Quoted passage |

|---|

= Sir Adam Fergusson, 3rd Baronet =

Scottish advocate and politician

Sir Adam Fergusson, 3rd Baronet of Kilkerran, FRSE LLD (7 May 1733 – 25 September 1813) was a Scottish advocate, politician and slave-owner. He was described as able but humourless. Together with contemporaries such as Robert Dundas he was part of what was called the Scotch Ministry in parliament in the late 18th century. He was joint owner, with his brothers and members of the Hunter-Blair family, of plantations in Tobago and Jamaica and of several hundred enslaved African people.

Dr Samuel Johnson described him as "a vile Whig" however his friend James Boswell was less condemning, saying "few people were but mixed character, like a candle: half wax, half tallow- but Sir Adam Fergusson was all wax, with a pure taper, whom you may light and set upon any lady’s table". Robert Burns who knew Fergusson through his Ayr connections, called him "the oath-detesting, chaste, Kilkerran". Boswell described him as "his excellent friend".

==Life==

He was born in Ayrshire on 7 May 1733, the oldest surviving son of Lady Jean Maitland, daughter of Viscount Maitland, and Sir James Fergusson, 2nd Baronet. His younger brother was George Fergusson.

He attended Maybole School before studying law at the University of Edinburgh, qualifying as an advocate in 1755. He then spent a year in Brussels doing further legal studies before undertaking a Grand Tour of Europe as was the fashion of the day, 1757-58.

In 1759, his father died and he inherited his estates and baronetcy. At this point, he and his friend George Dempster of Dunnichen both decided to go into politics. Fergusson stood for the Ayr Burghs against Patrick Craufurd. His youth (26 years old) did not stand him in good stead, and he was forced to withdraw 10 days before the election, much to his embarrassment. This experience jaded him against politics for a few years.

|---|

Data for processing |
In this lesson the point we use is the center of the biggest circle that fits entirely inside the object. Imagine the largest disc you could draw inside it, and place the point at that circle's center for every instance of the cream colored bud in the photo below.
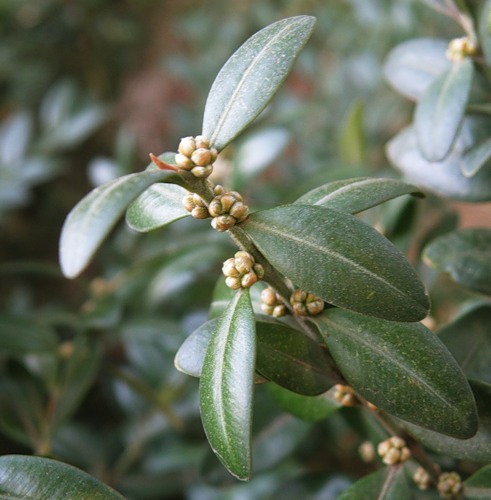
(449, 484)
(201, 157)
(421, 478)
(202, 172)
(200, 213)
(233, 283)
(202, 142)
(223, 222)
(249, 279)
(183, 162)
(187, 146)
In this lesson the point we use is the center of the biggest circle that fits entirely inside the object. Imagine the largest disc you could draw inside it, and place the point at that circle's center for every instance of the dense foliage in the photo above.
(350, 317)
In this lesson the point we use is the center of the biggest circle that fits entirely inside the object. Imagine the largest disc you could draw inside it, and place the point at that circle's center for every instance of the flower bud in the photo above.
(421, 478)
(187, 146)
(449, 484)
(393, 451)
(344, 395)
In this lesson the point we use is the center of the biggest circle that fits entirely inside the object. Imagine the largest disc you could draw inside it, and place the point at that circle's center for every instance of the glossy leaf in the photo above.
(402, 368)
(357, 194)
(46, 479)
(439, 114)
(292, 360)
(466, 255)
(227, 386)
(89, 223)
(478, 486)
(386, 483)
(310, 408)
(412, 66)
(340, 259)
(477, 448)
(468, 338)
(250, 78)
(476, 158)
(444, 178)
(156, 207)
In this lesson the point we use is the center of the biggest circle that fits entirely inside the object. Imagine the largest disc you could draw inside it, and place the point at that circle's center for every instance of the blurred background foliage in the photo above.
(87, 90)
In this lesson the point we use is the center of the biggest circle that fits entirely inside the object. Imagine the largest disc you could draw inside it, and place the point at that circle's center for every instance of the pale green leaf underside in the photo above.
(340, 259)
(227, 386)
(159, 205)
(251, 76)
(439, 113)
(357, 194)
(402, 368)
(37, 478)
(88, 224)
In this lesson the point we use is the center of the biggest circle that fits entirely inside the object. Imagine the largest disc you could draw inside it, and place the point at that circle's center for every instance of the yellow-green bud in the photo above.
(393, 451)
(421, 478)
(187, 146)
(449, 484)
(344, 395)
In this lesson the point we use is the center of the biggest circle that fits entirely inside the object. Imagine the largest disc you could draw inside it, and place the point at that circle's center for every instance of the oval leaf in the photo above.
(439, 113)
(88, 224)
(293, 360)
(156, 207)
(340, 259)
(412, 66)
(402, 368)
(250, 78)
(444, 178)
(358, 194)
(227, 386)
(466, 255)
(46, 479)
(468, 338)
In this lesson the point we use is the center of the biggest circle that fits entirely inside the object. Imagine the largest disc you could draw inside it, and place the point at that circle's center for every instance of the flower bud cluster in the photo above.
(227, 209)
(196, 156)
(272, 304)
(196, 205)
(393, 451)
(421, 478)
(305, 303)
(460, 48)
(241, 271)
(449, 484)
(345, 395)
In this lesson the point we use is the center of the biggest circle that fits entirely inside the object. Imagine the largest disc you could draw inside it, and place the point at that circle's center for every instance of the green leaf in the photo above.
(439, 114)
(466, 255)
(478, 486)
(310, 408)
(388, 483)
(40, 478)
(412, 66)
(352, 141)
(250, 78)
(292, 360)
(468, 338)
(227, 386)
(20, 336)
(357, 194)
(156, 207)
(477, 448)
(476, 158)
(402, 368)
(443, 178)
(340, 259)
(485, 30)
(89, 223)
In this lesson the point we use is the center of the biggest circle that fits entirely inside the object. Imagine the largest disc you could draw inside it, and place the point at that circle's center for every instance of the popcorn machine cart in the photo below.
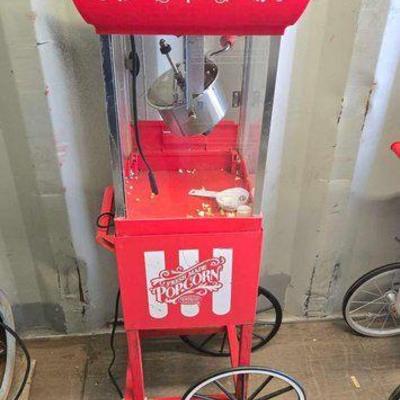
(189, 118)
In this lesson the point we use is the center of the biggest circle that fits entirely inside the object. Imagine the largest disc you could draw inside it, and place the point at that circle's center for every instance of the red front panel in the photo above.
(187, 281)
(192, 17)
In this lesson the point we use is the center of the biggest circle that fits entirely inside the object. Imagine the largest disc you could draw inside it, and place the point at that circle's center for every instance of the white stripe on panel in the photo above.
(222, 298)
(155, 263)
(188, 258)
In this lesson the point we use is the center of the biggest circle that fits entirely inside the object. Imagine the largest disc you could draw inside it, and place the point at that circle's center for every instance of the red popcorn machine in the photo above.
(189, 88)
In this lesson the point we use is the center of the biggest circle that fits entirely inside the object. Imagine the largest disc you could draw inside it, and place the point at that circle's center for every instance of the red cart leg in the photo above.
(135, 366)
(245, 344)
(233, 345)
(128, 384)
(246, 336)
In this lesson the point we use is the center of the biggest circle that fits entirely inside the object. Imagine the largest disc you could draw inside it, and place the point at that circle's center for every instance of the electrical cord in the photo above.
(112, 346)
(110, 221)
(152, 178)
(27, 357)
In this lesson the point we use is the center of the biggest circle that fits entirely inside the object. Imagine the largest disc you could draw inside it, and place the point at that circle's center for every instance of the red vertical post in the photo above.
(246, 336)
(245, 344)
(135, 365)
(128, 395)
(233, 345)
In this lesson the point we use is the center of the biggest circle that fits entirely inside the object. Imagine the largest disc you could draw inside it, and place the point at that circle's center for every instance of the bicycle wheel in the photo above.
(369, 306)
(268, 322)
(246, 383)
(396, 394)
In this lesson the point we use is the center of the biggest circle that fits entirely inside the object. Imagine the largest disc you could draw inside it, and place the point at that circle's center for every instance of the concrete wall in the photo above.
(332, 196)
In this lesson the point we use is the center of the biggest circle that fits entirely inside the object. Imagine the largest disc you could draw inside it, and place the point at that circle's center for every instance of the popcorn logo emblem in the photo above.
(188, 286)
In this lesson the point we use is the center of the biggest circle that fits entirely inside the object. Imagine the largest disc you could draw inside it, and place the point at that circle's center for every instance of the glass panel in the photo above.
(203, 148)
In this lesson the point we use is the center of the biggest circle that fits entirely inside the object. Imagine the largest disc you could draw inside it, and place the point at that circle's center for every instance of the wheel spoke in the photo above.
(260, 388)
(202, 344)
(379, 289)
(385, 320)
(370, 293)
(266, 323)
(365, 305)
(277, 393)
(225, 390)
(265, 309)
(258, 336)
(202, 397)
(376, 316)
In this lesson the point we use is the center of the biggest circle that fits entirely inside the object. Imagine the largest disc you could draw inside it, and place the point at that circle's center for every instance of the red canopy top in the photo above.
(191, 17)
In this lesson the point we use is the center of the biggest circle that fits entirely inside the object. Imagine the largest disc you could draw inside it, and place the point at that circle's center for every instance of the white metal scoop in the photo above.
(228, 200)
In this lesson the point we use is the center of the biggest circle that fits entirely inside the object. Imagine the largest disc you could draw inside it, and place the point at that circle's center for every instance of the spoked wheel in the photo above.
(369, 306)
(268, 322)
(396, 394)
(246, 383)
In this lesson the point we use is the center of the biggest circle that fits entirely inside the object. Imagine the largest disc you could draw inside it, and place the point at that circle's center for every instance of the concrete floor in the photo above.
(323, 356)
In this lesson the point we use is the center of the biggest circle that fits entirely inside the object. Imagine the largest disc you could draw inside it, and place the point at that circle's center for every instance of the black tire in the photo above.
(357, 284)
(271, 374)
(396, 394)
(258, 340)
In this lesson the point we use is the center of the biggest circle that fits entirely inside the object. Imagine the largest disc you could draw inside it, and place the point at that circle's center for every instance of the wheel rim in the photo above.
(247, 384)
(268, 322)
(371, 310)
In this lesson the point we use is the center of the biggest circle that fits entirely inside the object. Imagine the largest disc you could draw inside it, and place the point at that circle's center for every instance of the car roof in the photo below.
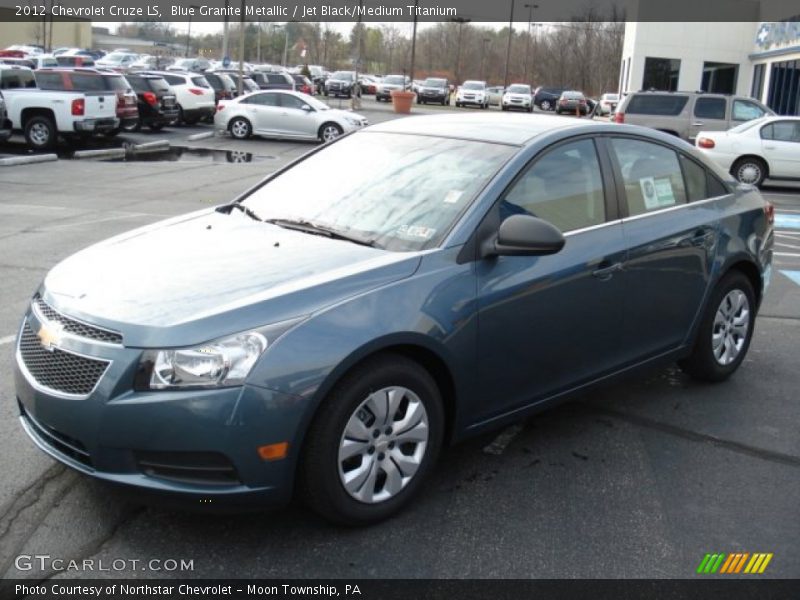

|---|

What is asked |
1. Reproduce the Sir Adam Fergusson biography word for word, from its title to its final sentence.
2. Give the lines of the entries as a JSON list of strings, one string per line and no blank lines, starting at the line that contains "spoked wheel in the photo above." and ending at the end of the entries. Leave the pictures out.

Answers to the problems |
1.
= Sir Adam Fergusson, 3rd Baronet =

Scottish advocate and politician

Sir Adam Fergusson, 3rd Baronet of Kilkerran, FRSE LLD (7 May 1733 – 25 September 1813) was a Scottish advocate, politician and slave-owner. He was described as able but humourless. Together with contemporaries such as Robert Dundas he was part of what was called the Scotch Ministry in parliament in the late 18th century. He was joint owner, with his brothers and members of the Hunter-Blair family, of plantations in Tobago and Jamaica and of several hundred enslaved African people.

Dr Samuel Johnson described him as "a vile Whig" however his friend James Boswell was less condemning, saying "few people were but mixed character, like a candle: half wax, half tallow- but Sir Adam Fergusson was all wax, with a pure taper, whom you may light and set upon any lady’s table". Robert Burns who knew Fergusson through his Ayr connections, called him "the oath-detesting, chaste, Kilkerran". Boswell described him as "his excellent friend".

==Life==

He was born in Ayrshire on 7 May 1733, the oldest surviving son of Lady Jean Maitland, daughter of Viscount Maitland, and Sir James Fergusson, 2nd Baronet. His younger brother was George Fergusson.

He attended Maybole School before studying law at the University of Edinburgh, qualifying as an advocate in 1755. He then spent a year in Brussels doing further legal studies before undertaking a Grand Tour of Europe as was the fashion of the day, 1757-58.

In 1759, his father died and he inherited his estates and baronetcy. At this point, he and his friend George Dempster of Dunnichen both decided to go into politics. Fergusson stood for the Ayr Burghs against Patrick Craufurd. His youth (26 years old) did not stand him in good stead, and he was forced to withdraw 10 days before the election, much to his embarrassment. This experience jaded him against politics for a few years.

2.
[
  "In this lesson the point we use is the center of the biggest circle that fits entirely inside the object. Imagine the largest disc you could draw inside it, and place the point at that circle's center for every instance of the spoked wheel in the photo above.",
  "(369, 306)",
  "(268, 322)",
  "(396, 394)",
  "(246, 383)",
  "In this lesson the point we use is the center of the biggest circle that fits entirely inside the object. Imagine the largest disc you could draw inside it, and place the point at that circle's center for every instance of the concrete floor in the photo above.",
  "(323, 356)",
  "In this lesson the point we use is the center of the biggest circle that fits entirely inside the object. Imagine the largest disc you could draw inside it, and place the point at that circle's center for every instance of the black tire in the photo above.",
  "(357, 284)",
  "(271, 374)",
  "(396, 394)",
  "(258, 340)",
  "In this lesson the point we use is the center of the biggest circle that fits entirely inside the object. Imagine the largest disc you could draw inside it, and place the point at that circle's center for every instance of the wheel rim in the photo above.",
  "(247, 384)",
  "(268, 322)",
  "(371, 310)",
  "In this lesson the point we use is the center of the biggest circle that fits entirely inside the object. Imagine the largest disc you could draw inside it, and place the point at that circle's center for every instance of the car roof in the photo below."
]